• _Aim of the task_:
Rewrite the lines of the items below as a numbered list, skipping any blank lines. Leave the pictures out of your answer.

A run of items

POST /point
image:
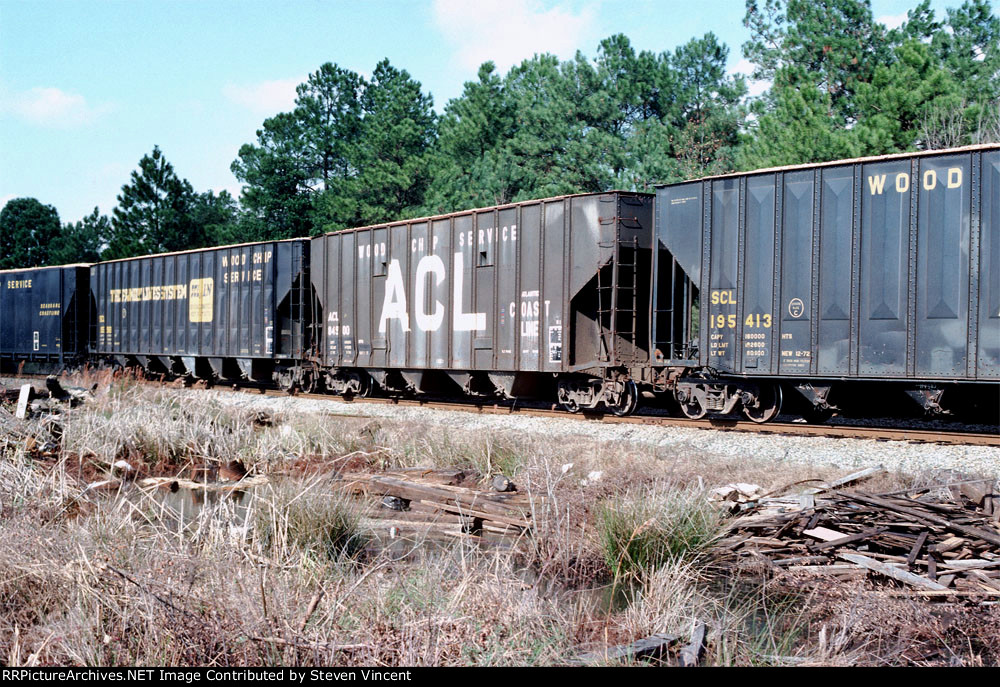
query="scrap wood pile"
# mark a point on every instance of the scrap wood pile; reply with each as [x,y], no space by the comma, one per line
[436,497]
[943,540]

• _Expected answer_:
1. POST /point
2. image:
3. query="scrap wood pile"
4. # mark a point on every instance of the scrap wood pile; reply with each as [x,y], no space by the comma, one per line
5. [436,497]
6. [943,540]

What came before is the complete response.